What to produce - Each record must be reproduced exactly as it is shown.

Data for this exercise -
+ + + +
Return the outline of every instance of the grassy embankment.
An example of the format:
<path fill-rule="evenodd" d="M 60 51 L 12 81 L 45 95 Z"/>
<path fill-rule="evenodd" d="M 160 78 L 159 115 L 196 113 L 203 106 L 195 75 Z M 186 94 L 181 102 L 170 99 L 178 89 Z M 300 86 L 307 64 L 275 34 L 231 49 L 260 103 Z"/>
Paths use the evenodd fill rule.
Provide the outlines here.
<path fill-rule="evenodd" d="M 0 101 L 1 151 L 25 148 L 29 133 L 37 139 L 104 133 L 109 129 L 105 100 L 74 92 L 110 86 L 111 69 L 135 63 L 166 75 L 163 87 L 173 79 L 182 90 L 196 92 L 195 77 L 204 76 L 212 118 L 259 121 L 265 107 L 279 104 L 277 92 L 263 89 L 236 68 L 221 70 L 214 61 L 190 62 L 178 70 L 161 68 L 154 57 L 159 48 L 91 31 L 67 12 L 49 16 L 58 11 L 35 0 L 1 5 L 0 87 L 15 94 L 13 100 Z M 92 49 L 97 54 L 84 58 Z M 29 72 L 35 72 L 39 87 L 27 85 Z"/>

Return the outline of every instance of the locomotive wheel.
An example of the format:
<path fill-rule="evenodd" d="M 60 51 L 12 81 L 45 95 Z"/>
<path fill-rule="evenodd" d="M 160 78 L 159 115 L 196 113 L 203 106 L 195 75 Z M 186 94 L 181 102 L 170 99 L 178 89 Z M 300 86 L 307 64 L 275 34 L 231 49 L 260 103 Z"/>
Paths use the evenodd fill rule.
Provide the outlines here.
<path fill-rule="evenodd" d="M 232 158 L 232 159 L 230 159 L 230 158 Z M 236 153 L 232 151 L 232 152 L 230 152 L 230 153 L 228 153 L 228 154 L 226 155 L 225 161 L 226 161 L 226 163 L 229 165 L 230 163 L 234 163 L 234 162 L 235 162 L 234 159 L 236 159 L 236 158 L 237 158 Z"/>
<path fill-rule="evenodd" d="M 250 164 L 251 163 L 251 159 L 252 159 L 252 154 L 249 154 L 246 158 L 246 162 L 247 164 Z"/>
+ + + +
Completed task -
Return the outline of every instance of the grassy embankment.
An example of the format:
<path fill-rule="evenodd" d="M 60 51 L 12 81 L 45 95 Z"/>
<path fill-rule="evenodd" d="M 160 78 L 159 115 L 196 113 L 203 106 L 195 75 Z M 186 94 L 181 102 L 170 99 L 178 89 Z M 300 86 L 307 64 L 275 34 L 231 49 L 260 103 Z"/>
Paths use the evenodd fill rule.
Provide the outlines here.
<path fill-rule="evenodd" d="M 0 101 L 1 151 L 25 148 L 29 133 L 37 139 L 104 133 L 109 129 L 105 100 L 74 92 L 110 86 L 111 69 L 135 63 L 166 75 L 163 87 L 173 79 L 182 90 L 196 92 L 195 77 L 204 76 L 212 118 L 259 121 L 265 107 L 279 104 L 277 92 L 263 89 L 236 68 L 221 70 L 214 61 L 190 62 L 178 70 L 161 68 L 154 57 L 159 48 L 91 31 L 67 12 L 49 16 L 58 11 L 35 0 L 1 5 L 0 87 L 15 94 L 13 100 Z M 92 49 L 97 54 L 84 58 Z M 29 72 L 35 72 L 39 87 L 27 85 Z"/>

Return the outline of every instance of the locomotive wheel.
An example of the format:
<path fill-rule="evenodd" d="M 60 51 L 12 81 L 45 95 Z"/>
<path fill-rule="evenodd" d="M 160 78 L 159 115 L 196 113 L 203 106 L 195 75 Z M 186 94 L 181 102 L 170 99 L 178 89 Z M 300 86 L 307 64 L 275 34 L 231 49 L 260 103 Z"/>
Paths use the evenodd fill rule.
Provide the outlines here.
<path fill-rule="evenodd" d="M 232 158 L 232 159 L 230 159 L 230 158 Z M 236 153 L 232 151 L 232 152 L 230 152 L 230 153 L 228 153 L 228 154 L 226 155 L 225 161 L 226 161 L 226 163 L 229 165 L 230 163 L 234 163 L 234 162 L 235 162 L 234 159 L 236 159 L 236 158 L 237 158 Z"/>
<path fill-rule="evenodd" d="M 250 164 L 251 163 L 251 159 L 252 159 L 252 154 L 249 154 L 246 158 L 246 162 L 247 164 Z"/>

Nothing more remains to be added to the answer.